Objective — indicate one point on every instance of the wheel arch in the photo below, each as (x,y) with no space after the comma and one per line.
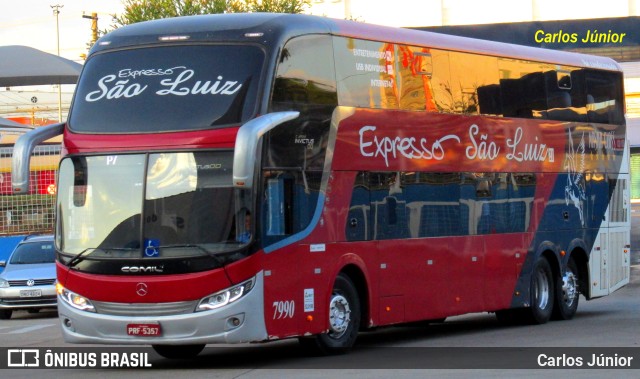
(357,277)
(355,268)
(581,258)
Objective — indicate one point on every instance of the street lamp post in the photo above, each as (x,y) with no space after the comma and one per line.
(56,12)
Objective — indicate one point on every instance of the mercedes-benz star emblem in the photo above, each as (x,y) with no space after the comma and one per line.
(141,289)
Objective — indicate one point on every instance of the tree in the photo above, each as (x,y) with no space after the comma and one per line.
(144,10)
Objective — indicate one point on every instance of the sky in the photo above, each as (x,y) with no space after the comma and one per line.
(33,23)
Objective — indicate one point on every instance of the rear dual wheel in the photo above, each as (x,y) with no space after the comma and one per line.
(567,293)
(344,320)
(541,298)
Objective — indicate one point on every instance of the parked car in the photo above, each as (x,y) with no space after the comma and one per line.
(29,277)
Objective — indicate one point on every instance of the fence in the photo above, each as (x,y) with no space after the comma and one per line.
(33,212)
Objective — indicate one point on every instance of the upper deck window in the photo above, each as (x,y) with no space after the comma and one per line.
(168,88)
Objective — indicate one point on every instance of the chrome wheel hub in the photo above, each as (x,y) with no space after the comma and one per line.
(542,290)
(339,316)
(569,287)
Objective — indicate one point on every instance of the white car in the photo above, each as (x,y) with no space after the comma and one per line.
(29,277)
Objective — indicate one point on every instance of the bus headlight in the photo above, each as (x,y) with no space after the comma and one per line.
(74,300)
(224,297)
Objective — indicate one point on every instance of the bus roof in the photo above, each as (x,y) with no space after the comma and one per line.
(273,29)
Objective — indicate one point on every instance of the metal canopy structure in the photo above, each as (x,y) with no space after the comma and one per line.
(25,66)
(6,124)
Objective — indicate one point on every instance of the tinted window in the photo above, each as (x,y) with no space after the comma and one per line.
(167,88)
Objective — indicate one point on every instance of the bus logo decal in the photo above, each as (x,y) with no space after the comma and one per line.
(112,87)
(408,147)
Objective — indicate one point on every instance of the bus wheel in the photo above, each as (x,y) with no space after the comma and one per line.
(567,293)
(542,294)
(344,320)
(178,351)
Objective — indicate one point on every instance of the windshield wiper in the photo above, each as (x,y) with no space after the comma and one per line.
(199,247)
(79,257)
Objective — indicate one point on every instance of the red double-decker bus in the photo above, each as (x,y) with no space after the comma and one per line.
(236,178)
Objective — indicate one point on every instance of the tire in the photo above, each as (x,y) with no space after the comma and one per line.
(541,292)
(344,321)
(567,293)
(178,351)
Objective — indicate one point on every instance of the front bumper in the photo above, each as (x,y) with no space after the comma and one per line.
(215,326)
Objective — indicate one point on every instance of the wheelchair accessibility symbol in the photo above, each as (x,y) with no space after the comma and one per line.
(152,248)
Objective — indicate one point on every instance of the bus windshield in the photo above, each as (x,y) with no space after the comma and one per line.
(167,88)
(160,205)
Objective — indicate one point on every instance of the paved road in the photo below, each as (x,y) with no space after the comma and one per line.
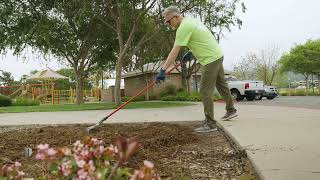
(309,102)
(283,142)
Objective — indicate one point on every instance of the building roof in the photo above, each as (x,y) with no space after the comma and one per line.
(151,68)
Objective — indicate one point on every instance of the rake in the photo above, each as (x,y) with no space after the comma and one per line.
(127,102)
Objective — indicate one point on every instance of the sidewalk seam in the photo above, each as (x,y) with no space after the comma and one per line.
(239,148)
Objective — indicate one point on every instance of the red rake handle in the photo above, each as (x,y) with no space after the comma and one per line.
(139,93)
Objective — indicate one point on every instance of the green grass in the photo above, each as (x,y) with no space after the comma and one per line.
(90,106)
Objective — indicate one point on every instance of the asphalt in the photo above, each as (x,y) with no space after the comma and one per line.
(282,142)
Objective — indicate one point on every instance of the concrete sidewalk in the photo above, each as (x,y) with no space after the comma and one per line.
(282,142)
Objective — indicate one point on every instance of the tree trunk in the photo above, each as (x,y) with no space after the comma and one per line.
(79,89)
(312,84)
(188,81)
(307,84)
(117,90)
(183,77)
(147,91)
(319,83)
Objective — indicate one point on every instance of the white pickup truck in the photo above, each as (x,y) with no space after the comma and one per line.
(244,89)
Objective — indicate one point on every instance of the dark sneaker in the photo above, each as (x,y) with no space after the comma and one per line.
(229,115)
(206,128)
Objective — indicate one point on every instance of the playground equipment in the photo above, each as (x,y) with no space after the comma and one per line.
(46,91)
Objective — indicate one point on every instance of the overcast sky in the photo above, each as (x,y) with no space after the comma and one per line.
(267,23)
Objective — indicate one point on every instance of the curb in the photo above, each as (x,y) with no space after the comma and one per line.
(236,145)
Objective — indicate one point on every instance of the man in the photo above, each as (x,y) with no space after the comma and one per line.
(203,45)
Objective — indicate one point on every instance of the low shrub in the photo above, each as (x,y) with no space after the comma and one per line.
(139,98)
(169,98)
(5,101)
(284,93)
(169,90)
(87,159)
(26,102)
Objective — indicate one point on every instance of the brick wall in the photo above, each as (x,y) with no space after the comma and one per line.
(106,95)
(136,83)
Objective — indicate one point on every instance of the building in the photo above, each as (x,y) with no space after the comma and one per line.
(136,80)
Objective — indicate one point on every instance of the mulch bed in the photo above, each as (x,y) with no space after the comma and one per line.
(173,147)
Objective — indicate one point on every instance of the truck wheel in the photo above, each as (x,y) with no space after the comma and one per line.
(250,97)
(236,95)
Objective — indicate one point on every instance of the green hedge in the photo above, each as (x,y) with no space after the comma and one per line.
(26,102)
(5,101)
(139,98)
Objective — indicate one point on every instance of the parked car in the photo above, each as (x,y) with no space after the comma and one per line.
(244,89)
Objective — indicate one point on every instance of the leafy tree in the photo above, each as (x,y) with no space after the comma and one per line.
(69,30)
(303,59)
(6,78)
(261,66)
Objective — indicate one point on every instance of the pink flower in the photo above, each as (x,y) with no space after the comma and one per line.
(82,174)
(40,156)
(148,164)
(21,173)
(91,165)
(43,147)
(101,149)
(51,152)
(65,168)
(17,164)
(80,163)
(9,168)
──────
◆ Written problem
Can you reproduce every row above with "Objective" changed to "Goal" and nothing else altered, leaving out the pictures?

◆ Reply
Goal — indicate one point on every instance of the wheel arch in the photo below, each as (x,y) with no space after the comma and one per line.
(357,277)
(355,268)
(581,258)
Goal — indicate one point on every instance of the street lamp post in the photo above, each as (x,y) with no space after the comma and one per line.
(56,12)
Goal — indicate one point on every instance of the mercedes-benz star emblem in the photo above, each as (x,y) with no space after the comma and one per line.
(141,289)
Goal — indicate one point on every instance of the tree in the photo above, each as (x,y) with no space after the comma and one per line.
(144,10)
Goal — indicate one point on every instance of the sky in the photo above, each as (x,y) with no space after the comma and one per line.
(33,23)
Goal — indicate one point on every instance of the rear dual wheel in the photo above, each as (x,y) with no space after the comma and one per line.
(567,293)
(344,320)
(541,298)
Goal — indicate one point on every instance of the parked car in the photo above, each as (x,y) with no space after the comma and one per line.
(29,277)
Goal — indicate one point on every instance of the fence in the photo above, each as (x,y) with no space after the comma and one per line.
(33,212)
Goal — indicate one point on every instance of the upper deck window in the photo above, each as (x,y) with no space after the comma and one per line.
(168,88)
Goal — indicate one point on every instance of the chrome wheel hub in the photo above, each as (x,y) with no space after the comma and one per line.
(542,290)
(339,316)
(569,287)
Goal — indicate one point on every instance of the white car in the photo above, each as (x,y) with no space after the comma and one per line.
(29,277)
Goal — indicate one point on every instance of the bus headlight in the photo above, each as (x,y) with no space after the comma and one per line.
(74,300)
(224,297)
Goal — indicate one point on every instance of the bus roof in the photo above, each as (x,y) with no space after the comma and one per line.
(273,29)
Goal — indicate one point on every instance of the metal canopy structure in the photo above, each as (x,y) with no space after the comma and one per line.
(25,66)
(6,124)
Goal — indicate one point on every instance of the tinted window in the photo above, each as (x,y) with no space after the comma and one per line.
(167,88)
Goal — indicate one point on every instance of the bus logo decal in the photo above, each as (x,y) with no space after the comma and one per line.
(112,87)
(408,147)
Goal — indicate one point on every instance of the bus wheel in the photo above, each as (x,y) with no space after the comma and one per line.
(567,293)
(542,294)
(344,320)
(178,351)
Goal — indicate one point on every instance of the windshield wiper in the photo above, each as (x,y) with no space after the comma and one per line.
(199,247)
(79,257)
Goal — indicate one point on every instance of the red double-decker bus in the photo above, each as (x,y) with no space after the comma and one per line.
(236,178)
Goal — indicate one point on every instance of the tire in the photo above, each as (x,y) with no space after the comma and one per line.
(541,292)
(344,321)
(567,293)
(178,351)
Goal — indicate one point on every instance of the front bumper in the photo above, each as (x,y) with no space after the comma and one per line.
(215,326)
Goal — indicate one point on every instance of the wheelchair accessibility symbol in the photo above, each as (x,y) with no space after the comma and one per line.
(152,248)
Goal — indicate one point on every instance of the bus windshield in the photo above, each as (x,y) with no space after the comma and one per line.
(167,88)
(160,205)
Goal — indicate one point on every instance of the paved road in the photo below, each as (x,y) with no space after the comma and one per line.
(309,102)
(283,142)
Goal — indicate one point on every instance of the building roof in the photo above, each as (x,y) with no space after the comma and one per line.
(151,68)
Goal — indicate one point on every instance of the rake in the photo above, each as (x,y) with no space after the comma and one per line.
(127,102)
Goal — indicate one point on every instance of the sidewalk seam in the photo above, each as (x,y) with no space after the comma and one per line.
(239,148)
Goal — indicate one point on every instance of the red rake handle in the photo above, each as (x,y) with no space after the comma and one per line.
(139,93)
Goal — indicate one point on every instance of the green grass in the photo above, each as (x,y) with no space after the comma and one per line.
(90,106)
Goal — indicate one point on every instance of the asphalt in the photo above, each as (x,y) with no space after the comma and one per line.
(282,142)
Goal — indicate one point on every instance of the concrete sidewalk in the photo above, each as (x,y) with no space after the comma and one per line.
(282,142)
Goal — indicate one point on every instance of the tree trunk in the photo above, each as (x,y) with no space after the comma and one per line.
(79,89)
(312,84)
(188,81)
(307,84)
(117,90)
(183,77)
(147,91)
(319,83)
Goal — indicate one point on every instance of the white pickup truck in the photo above, each as (x,y) with no space after the comma and one per line.
(244,89)
Goal — indicate one point on every instance of the dark sneaker in the photo above, each as (x,y) with no space after the comma and one per line.
(229,115)
(206,128)
Goal — indicate one point on every instance of the playground equipment in the photo above, each as (x,y) with no space after the comma and one per line.
(46,91)
Goal — indicate one point on every instance of the overcast sky in the photo above, each as (x,y) with no space after the comma and one per line.
(267,23)
Goal — indicate one point on every instance of the curb in the photo above, each as (x,y) with no space after the comma and one per line.
(236,145)
Goal — indicate one point on every instance of the man in the photo above, each as (x,y) with no space after the comma and one per line.
(203,45)
Goal — indicate one point on every instance of the low shrub in the photo above, each as (x,y) with no space after the comma and one per line.
(139,98)
(169,98)
(5,101)
(284,93)
(169,90)
(87,159)
(26,102)
Goal — indicate one point on every instance of the brick wall in the photo above, each as (x,y) with no space after the comma and one per line.
(106,95)
(136,83)
Goal — indicate one point on every instance of the building in the photo above, each as (x,y) with no space after the comma and one per line.
(136,80)
Goal — indicate one point on every instance of the mulch bed in the photo above, each as (x,y) with no space after the comma and one per line.
(173,147)
Goal — indicate one point on every instance of the truck wheel in the photo above, each as (x,y) with no space after the comma and one per line.
(250,97)
(236,95)
Goal — indicate one point on every instance of the green hedge in the photo above, each as (x,y) with no space after the comma and one per line.
(26,102)
(5,101)
(139,98)
Goal — indicate one point on every instance of the parked car in the photo above, each as (x,y) with no space after the comma and one per line.
(244,89)
Goal — indicate one point on every instance of the leafy tree in the photo above, each as (x,y) with no space after the comma and one per line.
(69,30)
(303,59)
(6,78)
(261,66)
Goal — indicate one point on every instance of the pink flower in the photo above, each as (x,y) with no space after the comma and one per line.
(82,174)
(40,156)
(148,164)
(21,173)
(91,165)
(43,147)
(101,149)
(51,152)
(65,168)
(17,164)
(80,163)
(9,168)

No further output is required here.